Requests =
A. Copy out the Chateau Hanare review from "Hanare is just" to "if you’re not.".
B. List each thing the Chateau Hanare review says you can count on from hotel restaurants, including what it adds for Los Angeles.

-- START Supplied passage --

LAReview
photo credit: Jakob Layman
Chateau Hanare
You can rely on hotel restaurants for a few things. Like solid, not particularly exciting food, and a mixed crowd of people having business meetings and out-of-towners too scared to venture off the property. If you’re in a hotel restaurant in Los Angeles, you can add to that list high prices and someone with a current Netflix deal sitting on the patio.
Chateau Hanare is a fancy Japanese restaurant on the grounds of one of LA’s most famous hotels. And while it isn’t officially a part of Chateau Marmont, there’s obviously something floating around in the air, because Chateau Hanare absolutely feels like a hotel restaurant.
Hanare is just off the Strip, inside a bungalow that’s completely separate from Chateau Marmont, as they’ll tell you pretty firmly when you try to enter through the hotel. Once you make it in, you’ll find a beautiful space where you can sit on a walled-in front patio, feel extremely relaxed, and have very little idea that there’s an apocalyptic traffic situation happening just over the fence. It’s a fun place, one with great cocktails, chatty staff, and illustrated Japanese porn wallpapering the bathrooms. Pretty soon, you’ll realize you’re enjoying all the benefits of being a hotel guest, even if you’re not.

-- END Supplied passage --
-- START Material shown --

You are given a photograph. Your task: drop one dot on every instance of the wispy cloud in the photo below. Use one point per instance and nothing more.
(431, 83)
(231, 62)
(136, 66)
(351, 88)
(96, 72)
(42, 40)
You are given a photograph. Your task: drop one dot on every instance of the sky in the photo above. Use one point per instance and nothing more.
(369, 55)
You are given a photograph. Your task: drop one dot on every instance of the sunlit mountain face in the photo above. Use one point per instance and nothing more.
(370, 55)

-- END Material shown --
-- START Material shown --

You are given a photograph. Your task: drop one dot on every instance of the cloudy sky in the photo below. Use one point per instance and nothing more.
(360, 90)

-- END Material shown --
-- START Material shown --

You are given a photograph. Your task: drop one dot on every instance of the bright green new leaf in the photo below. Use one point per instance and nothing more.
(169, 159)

-- END Material shown --

Responses by task =
A.
Hanare is just off the Strip, inside a bungalow that’s completely separate from Chateau Marmont, as they’ll tell you pretty firmly when you try to enter through the hotel. Once you make it in, you’ll find a beautiful space where you can sit on a walled-in front patio, feel extremely relaxed, and have very little idea that there’s an apocalyptic traffic situation happening just over the fence. It’s a fun place, one with great cocktails, chatty staff, and illustrated Japanese porn wallpapering the bathrooms. Pretty soon, you’ll realize you’re enjoying all the benefits of being a hotel guest, even if you’re not.

B.
- Solid, not particularly exciting food
- A mixed crowd of people having business meetings and out-of-towners too scared to venture off the property
- High prices
- Someone with a current Netflix deal sitting on the patio